* **EXERCISE PROMPT**
Copy the records below word for word, reproducing every line of each record without changes.

* **MATERIAL FOR THE TASK**

-- Start --

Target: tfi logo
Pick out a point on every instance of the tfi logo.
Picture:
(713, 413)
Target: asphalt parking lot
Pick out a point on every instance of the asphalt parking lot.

-- End --

* **OUTPUT FOR THIS EXERCISE**
Target: tfi logo
Pick out a point on every instance of the tfi logo.
Picture:
(713, 413)
Target: asphalt parking lot
Pick out a point on every instance of the asphalt parking lot.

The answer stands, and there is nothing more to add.